Print the entries that appear below, exactly as written and without their pictures.
=== SOURCE DATA ===
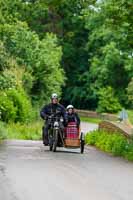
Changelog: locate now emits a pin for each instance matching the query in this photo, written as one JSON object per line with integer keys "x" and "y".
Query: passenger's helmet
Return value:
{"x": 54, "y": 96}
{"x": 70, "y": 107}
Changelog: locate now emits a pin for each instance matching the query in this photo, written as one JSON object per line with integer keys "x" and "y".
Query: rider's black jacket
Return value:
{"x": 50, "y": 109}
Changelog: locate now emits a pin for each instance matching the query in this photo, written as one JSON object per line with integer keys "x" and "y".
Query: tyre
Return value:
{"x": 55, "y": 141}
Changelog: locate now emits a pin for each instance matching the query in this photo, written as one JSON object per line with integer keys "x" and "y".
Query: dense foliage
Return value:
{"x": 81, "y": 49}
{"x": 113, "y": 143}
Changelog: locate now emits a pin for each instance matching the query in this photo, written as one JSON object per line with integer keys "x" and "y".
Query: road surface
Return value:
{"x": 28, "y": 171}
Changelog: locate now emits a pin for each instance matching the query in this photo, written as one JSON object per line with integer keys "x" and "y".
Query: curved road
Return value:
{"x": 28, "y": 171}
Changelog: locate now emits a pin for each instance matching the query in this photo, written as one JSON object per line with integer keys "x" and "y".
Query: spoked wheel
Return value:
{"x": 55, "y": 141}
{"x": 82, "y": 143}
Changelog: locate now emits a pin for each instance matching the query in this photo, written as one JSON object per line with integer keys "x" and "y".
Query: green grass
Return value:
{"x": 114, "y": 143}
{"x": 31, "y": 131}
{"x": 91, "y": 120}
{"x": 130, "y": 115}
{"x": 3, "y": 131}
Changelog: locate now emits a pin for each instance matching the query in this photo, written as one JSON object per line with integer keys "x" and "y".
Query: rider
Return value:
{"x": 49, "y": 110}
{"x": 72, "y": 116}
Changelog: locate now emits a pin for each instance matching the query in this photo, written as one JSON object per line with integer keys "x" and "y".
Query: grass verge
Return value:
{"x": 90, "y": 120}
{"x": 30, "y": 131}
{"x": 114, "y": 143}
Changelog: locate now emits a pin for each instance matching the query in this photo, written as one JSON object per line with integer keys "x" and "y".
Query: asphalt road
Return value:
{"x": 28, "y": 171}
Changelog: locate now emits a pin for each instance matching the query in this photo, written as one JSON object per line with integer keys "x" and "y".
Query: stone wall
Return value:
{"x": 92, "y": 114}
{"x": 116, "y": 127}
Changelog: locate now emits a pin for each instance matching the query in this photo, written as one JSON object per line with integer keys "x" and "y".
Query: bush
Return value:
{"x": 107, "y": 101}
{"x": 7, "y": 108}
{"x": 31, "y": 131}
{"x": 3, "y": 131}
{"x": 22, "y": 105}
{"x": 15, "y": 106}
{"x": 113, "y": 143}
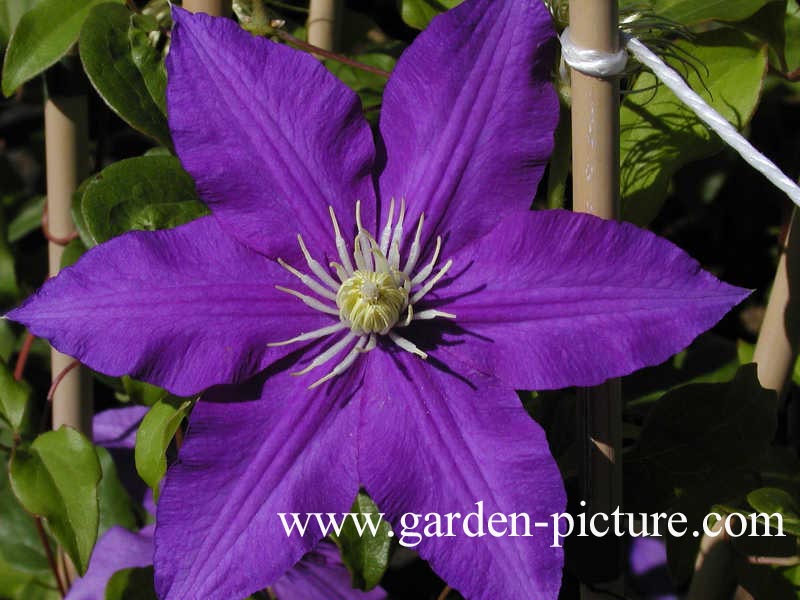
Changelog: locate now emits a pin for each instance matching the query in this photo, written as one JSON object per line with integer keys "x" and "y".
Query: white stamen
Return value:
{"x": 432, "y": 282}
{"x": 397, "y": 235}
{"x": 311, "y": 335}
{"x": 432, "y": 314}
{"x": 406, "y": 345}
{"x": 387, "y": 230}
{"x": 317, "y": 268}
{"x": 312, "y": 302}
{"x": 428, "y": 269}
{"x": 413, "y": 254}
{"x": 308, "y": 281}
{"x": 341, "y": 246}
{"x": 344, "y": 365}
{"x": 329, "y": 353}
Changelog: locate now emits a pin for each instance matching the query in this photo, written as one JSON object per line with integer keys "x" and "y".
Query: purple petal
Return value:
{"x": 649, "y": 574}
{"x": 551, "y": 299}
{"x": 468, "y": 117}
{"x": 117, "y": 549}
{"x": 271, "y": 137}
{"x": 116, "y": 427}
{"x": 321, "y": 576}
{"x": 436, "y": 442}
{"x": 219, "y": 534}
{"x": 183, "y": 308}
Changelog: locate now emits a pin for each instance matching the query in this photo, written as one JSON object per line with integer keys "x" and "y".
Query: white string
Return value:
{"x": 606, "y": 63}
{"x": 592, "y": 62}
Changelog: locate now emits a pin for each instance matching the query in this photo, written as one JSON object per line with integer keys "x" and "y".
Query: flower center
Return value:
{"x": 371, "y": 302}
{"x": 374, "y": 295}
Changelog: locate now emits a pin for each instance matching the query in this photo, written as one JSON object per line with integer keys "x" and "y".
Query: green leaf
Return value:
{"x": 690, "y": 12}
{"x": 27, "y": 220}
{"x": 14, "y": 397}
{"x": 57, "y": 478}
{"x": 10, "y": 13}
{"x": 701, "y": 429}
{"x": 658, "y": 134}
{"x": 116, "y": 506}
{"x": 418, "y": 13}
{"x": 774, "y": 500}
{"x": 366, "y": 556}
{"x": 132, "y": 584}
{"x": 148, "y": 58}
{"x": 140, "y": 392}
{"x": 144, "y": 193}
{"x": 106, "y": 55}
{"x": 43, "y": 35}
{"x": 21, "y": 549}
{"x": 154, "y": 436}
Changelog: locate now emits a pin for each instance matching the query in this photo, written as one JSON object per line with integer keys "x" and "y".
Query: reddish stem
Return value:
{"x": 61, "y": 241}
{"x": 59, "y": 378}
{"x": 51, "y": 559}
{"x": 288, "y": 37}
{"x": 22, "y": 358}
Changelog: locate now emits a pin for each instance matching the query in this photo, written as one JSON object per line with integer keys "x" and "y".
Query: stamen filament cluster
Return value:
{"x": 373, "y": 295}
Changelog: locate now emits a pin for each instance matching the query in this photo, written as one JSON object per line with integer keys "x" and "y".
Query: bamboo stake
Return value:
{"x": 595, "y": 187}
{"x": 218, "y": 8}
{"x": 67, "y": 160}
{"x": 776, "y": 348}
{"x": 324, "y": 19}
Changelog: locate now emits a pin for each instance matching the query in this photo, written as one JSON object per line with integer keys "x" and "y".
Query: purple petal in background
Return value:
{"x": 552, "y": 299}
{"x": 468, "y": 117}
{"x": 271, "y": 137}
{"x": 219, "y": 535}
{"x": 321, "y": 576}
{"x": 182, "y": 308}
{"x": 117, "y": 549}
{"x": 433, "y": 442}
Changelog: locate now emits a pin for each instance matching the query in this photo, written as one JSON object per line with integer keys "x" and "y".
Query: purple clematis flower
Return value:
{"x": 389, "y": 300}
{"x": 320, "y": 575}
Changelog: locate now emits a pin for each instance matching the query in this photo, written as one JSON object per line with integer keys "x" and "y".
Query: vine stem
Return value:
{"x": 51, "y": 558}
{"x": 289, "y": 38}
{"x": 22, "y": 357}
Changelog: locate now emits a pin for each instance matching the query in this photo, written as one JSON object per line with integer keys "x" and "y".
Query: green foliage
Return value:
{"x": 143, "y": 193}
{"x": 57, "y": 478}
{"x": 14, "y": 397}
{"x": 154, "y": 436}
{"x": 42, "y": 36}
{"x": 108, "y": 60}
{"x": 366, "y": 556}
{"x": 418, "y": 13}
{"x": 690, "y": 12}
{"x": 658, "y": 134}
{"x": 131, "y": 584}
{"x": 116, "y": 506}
===
* [SOLUTION TO THIS PROBLEM]
Changelog: locate now emits a pin for each instance matching the query in this photo, written as one JSON object per line with integer keys "x" and "y".
Query: passenger's helmet
Return value:
{"x": 54, "y": 96}
{"x": 70, "y": 107}
Changelog: locate now emits a pin for each instance matching the query in this photo, written as one JSON object per line with integer keys "x" and "y".
Query: rider's black jacket
Return value:
{"x": 50, "y": 109}
Changelog: locate now emits a pin for each instance matching the query in this photo, written as one JSON object per line with integer keys "x" and "y".
Query: tyre
Return value:
{"x": 55, "y": 141}
Changelog: locate now emits a pin for each instance matching the query in this photo, written as one JSON object per line with integer keys "x" and "y".
Query: dense foliage
Return value:
{"x": 81, "y": 49}
{"x": 113, "y": 143}
Changelog: locate now emits a pin for each instance matching the query in this photo, written as one JSON object per line with integer keys "x" and "y".
Query: road surface
Return value:
{"x": 28, "y": 171}
Changelog: locate now emits a pin for each instance matching the query in this photo, written as one JSON object per line with integer keys "x" and "y".
Query: curved road
Return value:
{"x": 28, "y": 171}
Changelog: locate now emits a pin for each instance matching the query in this photo, written as one JSON object per line with integer keys "x" and "y".
Query: spoked wheel
Return value:
{"x": 55, "y": 141}
{"x": 82, "y": 143}
Changelog: locate now emits a pin for each instance matching the query in this photo, written as one JSON object per line with integer keys "x" and "y".
Query: green grass
Return value:
{"x": 114, "y": 143}
{"x": 31, "y": 131}
{"x": 91, "y": 120}
{"x": 130, "y": 115}
{"x": 3, "y": 131}
Changelog: locate now emits a pin for each instance matching the query in this photo, written as one JSON object per line with integer keys "x" and "y".
Query: rider
Return value:
{"x": 49, "y": 110}
{"x": 72, "y": 116}
Changelog: locate now emits a pin for each instance matching the query in this photo, written as one JSON object per line with integer keys "x" and "y".
Query: grass verge
Return value:
{"x": 90, "y": 120}
{"x": 30, "y": 131}
{"x": 114, "y": 143}
Changelog: locate now emits a pin for each instance matching the query in this photo, written as one JSON object per line with integer keys "x" and "y".
Query: asphalt road
Return value:
{"x": 28, "y": 171}
Changelog: locate now emits a pin for each instance matching the query in this photo, written as one JSON object per line with integer keys "x" and "y".
Query: stone wall
Return value:
{"x": 92, "y": 114}
{"x": 116, "y": 127}
Changelog: locate now emits a pin for each instance matching the query in this photo, written as one JSON object per line with integer keys "x" and "y".
Query: bush
Return value:
{"x": 107, "y": 101}
{"x": 7, "y": 108}
{"x": 31, "y": 131}
{"x": 3, "y": 131}
{"x": 22, "y": 105}
{"x": 15, "y": 106}
{"x": 113, "y": 143}
Changelog: locate now emits a pin for each instance matching the query in this photo, written as one JSON object per line with integer keys "x" and "y".
Query: white stamen
Return value:
{"x": 432, "y": 282}
{"x": 397, "y": 235}
{"x": 311, "y": 335}
{"x": 432, "y": 314}
{"x": 406, "y": 345}
{"x": 387, "y": 230}
{"x": 317, "y": 268}
{"x": 312, "y": 302}
{"x": 428, "y": 269}
{"x": 413, "y": 254}
{"x": 308, "y": 281}
{"x": 341, "y": 246}
{"x": 344, "y": 365}
{"x": 329, "y": 353}
Changelog: locate now emits a pin for each instance matching the query in this photo, written as one JSON object per line with integer keys "x" and "y".
Query: purple petal
Return value:
{"x": 649, "y": 574}
{"x": 551, "y": 299}
{"x": 468, "y": 117}
{"x": 117, "y": 549}
{"x": 271, "y": 137}
{"x": 116, "y": 427}
{"x": 321, "y": 576}
{"x": 436, "y": 442}
{"x": 219, "y": 534}
{"x": 183, "y": 308}
Changelog: locate now emits a pin for each instance matching the query in this photo, written as one JSON object per line with integer keys "x" and "y".
Query: white string
Return value:
{"x": 606, "y": 63}
{"x": 592, "y": 62}
Changelog: locate now emits a pin for each instance matching the query in this photo, written as one JSON object per line with integer keys "x" and "y".
Query: flower center
Return value:
{"x": 371, "y": 302}
{"x": 374, "y": 295}
Changelog: locate now emits a pin for each instance matching the query in this photo, written as one JSON object per line with integer keys "x" and "y".
Query: green leaf
Return value:
{"x": 690, "y": 12}
{"x": 27, "y": 220}
{"x": 14, "y": 397}
{"x": 57, "y": 478}
{"x": 10, "y": 13}
{"x": 701, "y": 429}
{"x": 658, "y": 134}
{"x": 116, "y": 506}
{"x": 418, "y": 13}
{"x": 774, "y": 500}
{"x": 366, "y": 556}
{"x": 132, "y": 584}
{"x": 148, "y": 58}
{"x": 140, "y": 392}
{"x": 144, "y": 193}
{"x": 106, "y": 55}
{"x": 43, "y": 35}
{"x": 21, "y": 549}
{"x": 154, "y": 436}
Changelog: locate now emits a pin for each instance matching the query in this photo, written as one JSON object per line with integer keys "x" and "y".
Query: reddish stem
Return value:
{"x": 61, "y": 241}
{"x": 59, "y": 378}
{"x": 51, "y": 559}
{"x": 288, "y": 37}
{"x": 22, "y": 358}
Changelog: locate now emits a pin for each instance matching the query in this photo, written as one JSON object per line with integer keys "x" and "y".
Query: stamen filament cluster
Return value:
{"x": 373, "y": 295}
Changelog: locate now emits a pin for each instance matching the query in this photo, written as one JSON object per line with integer keys "x" and "y".
Query: bamboo stake
Return value:
{"x": 595, "y": 187}
{"x": 218, "y": 8}
{"x": 67, "y": 160}
{"x": 776, "y": 348}
{"x": 324, "y": 19}
Changelog: locate now emits a pin for each instance matching the query in this photo, written as one JSON object per line with integer keys "x" and "y".
Query: purple petal in background
Return value:
{"x": 552, "y": 299}
{"x": 468, "y": 117}
{"x": 271, "y": 137}
{"x": 219, "y": 535}
{"x": 321, "y": 576}
{"x": 182, "y": 308}
{"x": 117, "y": 549}
{"x": 433, "y": 442}
Changelog: locate now emits a pin for each instance matching the query in this photo, written as one JSON object per line with integer keys "x" and "y".
Query: purple clematis flower
Return value:
{"x": 389, "y": 300}
{"x": 320, "y": 575}
Changelog: locate now emits a pin for each instance matching the query in this photo, written as one JSON object per line with integer keys "x" and "y".
Query: vine stem
Return value:
{"x": 51, "y": 558}
{"x": 289, "y": 38}
{"x": 22, "y": 357}
Changelog: locate now emits a pin for each instance matching the query in this photo, written as one JSON object per line with integer keys "x" and "y".
Query: green foliage
Return value:
{"x": 143, "y": 193}
{"x": 57, "y": 478}
{"x": 14, "y": 397}
{"x": 154, "y": 436}
{"x": 42, "y": 36}
{"x": 108, "y": 60}
{"x": 366, "y": 556}
{"x": 418, "y": 13}
{"x": 690, "y": 12}
{"x": 658, "y": 134}
{"x": 131, "y": 584}
{"x": 116, "y": 506}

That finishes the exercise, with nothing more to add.